__DIRECTION 1__: Please repeat word for word the passage of the Amway post from "Defining the Gray, Part" up to and including "opportunity driven demand.".

__EXCERPT TO READ__:
■ ■ ■

Defining the Gray, Part 4
Part 4 is all about Amway’s recent battles across the globe. They’ve been busy over the past two years fighting for their lives on multiple continents. Although Amway might be considered slow for failure to recognize the changing legal landscape before these actions were initiated, they’re not entirely stupid. In my opinion, Amway’s response across the globe is highly informative for the entire industry. Granted, it might be too little too late. But their actions at least signal a change in the regulatory environment that disfavors companies relying on opportunity driven demand.


April 6th, 2009 at 5:24 pm
My upline platinums taught us how to fake out the computer by allocating some of our personal purchases as sales to customers/non-participants. With 3-4% retail sales, I would think this “training” was very common. When I later reported this to Amway, they ignored the issue. When reminding them again even later, they said they are choosing to “look ahead” rather than fixing “past” issues.
April 6th, 2009 at 7:56 pm
Although allowed to remain in operation, there were some things Amway was forced to change. An example is their requirement to sell products at full suggested retail prices. This is similar, yet not as significant, as the changes required in the UK recently. It’s easy to find folks claiming Amway “won” the UK case as well. However, price reductions of up to 70%, no tool profit, and stronger selling rules resulted from the UK “win.”
The 70% rule is primarily directed towards ensuring the IBO doesn’t inventory load to reach higher levels. It does NOTHING to ensure sales to nonparticipants, as IBO volume is counted as part of the 70% level, and has been since at least 1996 (I have a copy of the rules from that year, and am trying to locate rules from even earlier). Either the rule has changed, or the FTC doesn’t understand how the business works (more likely).
Another key rule is the product buy-back rule. The upline has a similar rule for tools, which is routinely abused.

■ ■ ■

__Labeled contour entries__:
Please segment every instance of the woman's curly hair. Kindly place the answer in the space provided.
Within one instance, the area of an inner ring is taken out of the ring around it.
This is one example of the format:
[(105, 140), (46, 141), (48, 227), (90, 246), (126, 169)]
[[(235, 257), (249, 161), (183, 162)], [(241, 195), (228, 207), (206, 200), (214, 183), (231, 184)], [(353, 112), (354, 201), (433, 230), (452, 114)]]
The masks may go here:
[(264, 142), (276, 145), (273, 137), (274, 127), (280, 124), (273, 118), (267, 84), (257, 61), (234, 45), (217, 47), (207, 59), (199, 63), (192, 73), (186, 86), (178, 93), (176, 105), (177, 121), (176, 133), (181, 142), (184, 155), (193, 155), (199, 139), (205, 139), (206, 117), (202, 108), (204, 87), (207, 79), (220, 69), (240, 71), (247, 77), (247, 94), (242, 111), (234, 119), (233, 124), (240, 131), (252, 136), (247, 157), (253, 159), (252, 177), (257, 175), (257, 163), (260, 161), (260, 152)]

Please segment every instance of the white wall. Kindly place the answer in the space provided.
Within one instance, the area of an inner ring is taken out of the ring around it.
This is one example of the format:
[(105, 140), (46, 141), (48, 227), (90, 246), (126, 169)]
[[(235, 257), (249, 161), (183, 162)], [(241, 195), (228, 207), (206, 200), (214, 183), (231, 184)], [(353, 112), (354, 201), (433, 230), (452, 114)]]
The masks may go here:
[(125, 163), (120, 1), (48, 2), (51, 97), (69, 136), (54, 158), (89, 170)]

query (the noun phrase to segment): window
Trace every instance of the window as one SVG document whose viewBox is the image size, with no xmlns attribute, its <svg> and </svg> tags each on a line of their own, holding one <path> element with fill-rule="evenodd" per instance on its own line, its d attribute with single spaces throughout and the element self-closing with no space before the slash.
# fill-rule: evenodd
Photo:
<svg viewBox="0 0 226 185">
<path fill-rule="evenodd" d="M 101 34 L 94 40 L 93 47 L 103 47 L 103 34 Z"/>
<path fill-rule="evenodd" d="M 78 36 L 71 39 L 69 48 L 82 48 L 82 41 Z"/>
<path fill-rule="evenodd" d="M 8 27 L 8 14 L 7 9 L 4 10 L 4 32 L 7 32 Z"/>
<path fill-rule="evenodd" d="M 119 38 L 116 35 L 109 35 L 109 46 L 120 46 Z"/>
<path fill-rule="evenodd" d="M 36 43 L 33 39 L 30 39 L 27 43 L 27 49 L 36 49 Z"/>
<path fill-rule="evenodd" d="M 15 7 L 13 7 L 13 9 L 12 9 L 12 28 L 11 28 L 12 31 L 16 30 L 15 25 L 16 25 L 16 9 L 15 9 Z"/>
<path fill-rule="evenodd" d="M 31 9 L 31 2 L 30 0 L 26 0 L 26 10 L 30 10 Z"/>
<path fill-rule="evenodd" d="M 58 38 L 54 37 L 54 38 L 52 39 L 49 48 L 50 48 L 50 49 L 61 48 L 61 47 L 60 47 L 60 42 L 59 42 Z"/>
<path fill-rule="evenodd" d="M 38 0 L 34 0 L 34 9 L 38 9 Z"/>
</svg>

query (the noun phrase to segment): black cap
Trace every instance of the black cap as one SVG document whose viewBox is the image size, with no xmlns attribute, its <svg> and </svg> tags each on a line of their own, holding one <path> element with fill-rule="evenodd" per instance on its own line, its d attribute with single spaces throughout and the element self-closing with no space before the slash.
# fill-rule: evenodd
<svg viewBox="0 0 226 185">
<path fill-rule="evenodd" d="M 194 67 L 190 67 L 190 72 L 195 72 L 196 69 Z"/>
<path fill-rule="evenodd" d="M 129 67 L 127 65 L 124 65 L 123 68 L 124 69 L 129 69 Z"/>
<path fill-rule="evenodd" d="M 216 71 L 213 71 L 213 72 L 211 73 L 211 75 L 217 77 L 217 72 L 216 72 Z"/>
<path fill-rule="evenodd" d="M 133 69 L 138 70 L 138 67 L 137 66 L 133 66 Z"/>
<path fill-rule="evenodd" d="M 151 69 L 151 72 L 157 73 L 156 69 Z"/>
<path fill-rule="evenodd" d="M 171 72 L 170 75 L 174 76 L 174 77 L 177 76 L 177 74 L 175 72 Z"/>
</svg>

■ ■ ■

__DIRECTION 2__: Reproduce the entries verbatim, from the line with "query (the noun phrase to segment): window" up to and including the line with "8 27 L 8 14".

__WRITTEN ANSWER 1__:
Defining the Gray, Part 4
Part 4 is all about Amway’s recent battles across the globe. They’ve been busy over the past two years fighting for their lives on multiple continents. Although Amway might be considered slow for failure to recognize the changing legal landscape before these actions were initiated, they’re not entirely stupid. In my opinion, Amway’s response across the globe is highly informative for the entire industry. Granted, it might be too little too late. But their actions at least signal a change in the regulatory environment that disfavors companies relying on opportunity driven demand.

__WRITTEN ANSWER 2__:
query (the noun phrase to segment): window
Trace every instance of the window as one SVG document whose viewBox is the image size, with no xmlns attribute, its <svg> and </svg> tags each on a line of their own, holding one <path> element with fill-rule="evenodd" per instance on its own line, its d attribute with single spaces throughout and the element self-closing with no space before the slash.
# fill-rule: evenodd
Photo:
<svg viewBox="0 0 226 185">
<path fill-rule="evenodd" d="M 101 34 L 94 40 L 93 47 L 103 47 L 103 34 Z"/>
<path fill-rule="evenodd" d="M 78 36 L 71 39 L 69 48 L 82 48 L 82 41 Z"/>
<path fill-rule="evenodd" d="M 8 27 L 8 14 L 7 9 L 4 10 L 4 32 L 7 32 Z"/>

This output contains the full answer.